(Stored data)
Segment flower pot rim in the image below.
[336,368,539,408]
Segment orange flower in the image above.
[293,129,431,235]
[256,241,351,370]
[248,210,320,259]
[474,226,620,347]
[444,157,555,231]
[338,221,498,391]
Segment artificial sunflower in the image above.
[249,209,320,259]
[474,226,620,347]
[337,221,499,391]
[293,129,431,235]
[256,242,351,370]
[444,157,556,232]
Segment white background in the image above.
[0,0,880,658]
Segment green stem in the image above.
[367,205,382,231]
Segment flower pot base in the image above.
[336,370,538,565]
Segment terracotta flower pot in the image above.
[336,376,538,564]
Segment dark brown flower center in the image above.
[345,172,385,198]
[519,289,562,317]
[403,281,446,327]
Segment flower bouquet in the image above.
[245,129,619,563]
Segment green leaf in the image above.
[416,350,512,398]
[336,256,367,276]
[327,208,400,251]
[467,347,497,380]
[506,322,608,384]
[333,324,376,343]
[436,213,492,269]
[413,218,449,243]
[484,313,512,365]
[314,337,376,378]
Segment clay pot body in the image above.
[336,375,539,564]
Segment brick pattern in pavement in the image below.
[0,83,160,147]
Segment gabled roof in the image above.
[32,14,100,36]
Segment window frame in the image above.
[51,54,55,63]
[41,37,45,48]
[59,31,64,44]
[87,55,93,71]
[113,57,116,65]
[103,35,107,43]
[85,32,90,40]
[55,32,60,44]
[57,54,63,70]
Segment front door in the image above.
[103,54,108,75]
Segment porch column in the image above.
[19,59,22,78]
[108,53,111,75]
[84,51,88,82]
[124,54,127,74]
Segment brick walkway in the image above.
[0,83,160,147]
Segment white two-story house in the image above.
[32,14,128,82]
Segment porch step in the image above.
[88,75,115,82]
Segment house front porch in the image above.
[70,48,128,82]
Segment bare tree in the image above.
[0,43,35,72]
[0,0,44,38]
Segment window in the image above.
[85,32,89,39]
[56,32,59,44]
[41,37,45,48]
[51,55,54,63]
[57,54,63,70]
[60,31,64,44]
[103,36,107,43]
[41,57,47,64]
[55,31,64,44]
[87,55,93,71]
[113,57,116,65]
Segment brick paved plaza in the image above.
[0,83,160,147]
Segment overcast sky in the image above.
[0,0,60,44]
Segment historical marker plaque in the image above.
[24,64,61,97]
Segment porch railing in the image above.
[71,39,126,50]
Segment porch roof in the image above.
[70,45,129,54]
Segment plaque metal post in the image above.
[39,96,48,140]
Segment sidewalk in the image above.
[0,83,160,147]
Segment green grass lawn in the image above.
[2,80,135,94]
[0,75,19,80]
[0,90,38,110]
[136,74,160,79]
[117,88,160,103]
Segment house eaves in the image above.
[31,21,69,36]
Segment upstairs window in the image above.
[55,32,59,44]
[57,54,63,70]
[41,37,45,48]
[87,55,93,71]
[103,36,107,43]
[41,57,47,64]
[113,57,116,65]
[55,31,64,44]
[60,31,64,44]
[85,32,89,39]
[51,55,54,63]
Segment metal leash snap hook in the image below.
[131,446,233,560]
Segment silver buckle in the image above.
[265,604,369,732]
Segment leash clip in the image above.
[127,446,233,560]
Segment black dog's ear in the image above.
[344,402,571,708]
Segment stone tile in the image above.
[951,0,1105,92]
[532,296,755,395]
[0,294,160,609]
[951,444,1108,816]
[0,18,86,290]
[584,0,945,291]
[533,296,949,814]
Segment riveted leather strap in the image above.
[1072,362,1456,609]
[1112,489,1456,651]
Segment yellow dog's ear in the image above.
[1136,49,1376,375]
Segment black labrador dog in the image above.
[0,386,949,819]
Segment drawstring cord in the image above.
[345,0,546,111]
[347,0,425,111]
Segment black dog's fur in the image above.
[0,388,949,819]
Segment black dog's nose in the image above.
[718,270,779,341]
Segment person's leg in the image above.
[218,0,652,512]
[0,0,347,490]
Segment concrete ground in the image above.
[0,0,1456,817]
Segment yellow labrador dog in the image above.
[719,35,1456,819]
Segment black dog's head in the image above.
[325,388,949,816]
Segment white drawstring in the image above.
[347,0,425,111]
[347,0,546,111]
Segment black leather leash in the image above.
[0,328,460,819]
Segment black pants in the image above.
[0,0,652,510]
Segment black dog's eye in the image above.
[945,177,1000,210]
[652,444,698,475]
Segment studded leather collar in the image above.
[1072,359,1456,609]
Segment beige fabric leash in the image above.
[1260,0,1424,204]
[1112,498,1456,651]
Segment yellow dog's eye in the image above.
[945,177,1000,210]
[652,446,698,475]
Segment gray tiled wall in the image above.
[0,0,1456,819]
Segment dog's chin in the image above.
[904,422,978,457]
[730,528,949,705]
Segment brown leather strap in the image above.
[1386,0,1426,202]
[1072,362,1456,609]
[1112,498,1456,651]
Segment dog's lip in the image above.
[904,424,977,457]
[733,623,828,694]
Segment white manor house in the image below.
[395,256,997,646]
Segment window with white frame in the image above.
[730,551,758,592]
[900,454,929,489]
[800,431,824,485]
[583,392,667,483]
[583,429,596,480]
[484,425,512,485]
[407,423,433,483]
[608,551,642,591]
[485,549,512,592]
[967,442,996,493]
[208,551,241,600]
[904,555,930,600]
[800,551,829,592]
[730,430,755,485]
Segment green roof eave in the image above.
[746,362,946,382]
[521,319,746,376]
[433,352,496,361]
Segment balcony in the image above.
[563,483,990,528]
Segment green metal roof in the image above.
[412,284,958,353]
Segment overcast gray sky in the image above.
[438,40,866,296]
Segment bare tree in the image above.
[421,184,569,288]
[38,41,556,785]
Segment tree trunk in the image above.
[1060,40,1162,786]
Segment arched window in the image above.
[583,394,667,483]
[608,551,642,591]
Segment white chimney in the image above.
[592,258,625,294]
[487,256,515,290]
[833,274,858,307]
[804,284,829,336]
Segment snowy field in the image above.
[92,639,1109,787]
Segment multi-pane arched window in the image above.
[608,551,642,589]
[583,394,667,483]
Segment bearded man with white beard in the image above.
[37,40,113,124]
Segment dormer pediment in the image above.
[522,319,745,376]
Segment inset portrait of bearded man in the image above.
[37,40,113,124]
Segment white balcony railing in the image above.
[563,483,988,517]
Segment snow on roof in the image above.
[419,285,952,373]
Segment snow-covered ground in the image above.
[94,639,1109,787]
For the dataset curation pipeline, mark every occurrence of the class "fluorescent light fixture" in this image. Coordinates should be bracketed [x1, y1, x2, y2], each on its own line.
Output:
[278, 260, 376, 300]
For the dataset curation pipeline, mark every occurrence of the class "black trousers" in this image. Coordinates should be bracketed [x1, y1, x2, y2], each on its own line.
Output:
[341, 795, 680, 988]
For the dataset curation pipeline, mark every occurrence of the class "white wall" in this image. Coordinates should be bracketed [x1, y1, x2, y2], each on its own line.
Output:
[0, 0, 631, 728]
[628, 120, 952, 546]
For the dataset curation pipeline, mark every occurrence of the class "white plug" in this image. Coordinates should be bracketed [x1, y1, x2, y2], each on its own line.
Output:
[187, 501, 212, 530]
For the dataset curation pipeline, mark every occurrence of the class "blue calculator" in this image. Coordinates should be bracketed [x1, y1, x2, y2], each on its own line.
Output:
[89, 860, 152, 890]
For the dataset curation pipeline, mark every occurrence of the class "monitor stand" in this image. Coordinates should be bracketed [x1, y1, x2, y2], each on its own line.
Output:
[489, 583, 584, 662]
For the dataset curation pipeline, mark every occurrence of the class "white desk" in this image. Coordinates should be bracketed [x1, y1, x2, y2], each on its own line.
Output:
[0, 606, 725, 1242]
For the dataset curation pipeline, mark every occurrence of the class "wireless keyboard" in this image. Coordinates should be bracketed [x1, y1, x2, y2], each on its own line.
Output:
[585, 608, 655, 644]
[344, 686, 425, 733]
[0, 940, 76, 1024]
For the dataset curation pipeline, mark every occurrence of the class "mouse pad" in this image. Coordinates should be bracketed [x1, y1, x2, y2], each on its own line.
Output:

» Task instructions: Please write out the records above again from their start through the line containing "[403,281,446,327]", both included, with the requests unchanged and every box coordinate in the answers multiplied by 2.55 and rounded to a whole number, halves going up. Give only that part.

» The completed task:
Segment flower pot rim in the image below.
[857,938,1374,1040]
Segment orange flower in the image above.
[747,329,1099,599]
[653,615,895,944]
[632,536,816,660]
[1209,576,1581,885]
[1132,400,1415,589]
[862,564,1270,997]
Segment artificial sunflower in the image above.
[635,533,816,660]
[1209,576,1581,885]
[859,564,1272,997]
[747,329,1099,599]
[653,617,895,944]
[1132,400,1418,592]
Segment white background in the image above.
[0,0,2244,1678]
Segment green stem in the image above.
[936,523,974,589]
Segment flower pot base in the image above.
[857,944,1372,1441]
Segment terracotta flower pot in the image above.
[857,959,1372,1438]
Segment dark brown flower center in the image above.
[880,439,982,505]
[1323,737,1433,808]
[1028,717,1137,834]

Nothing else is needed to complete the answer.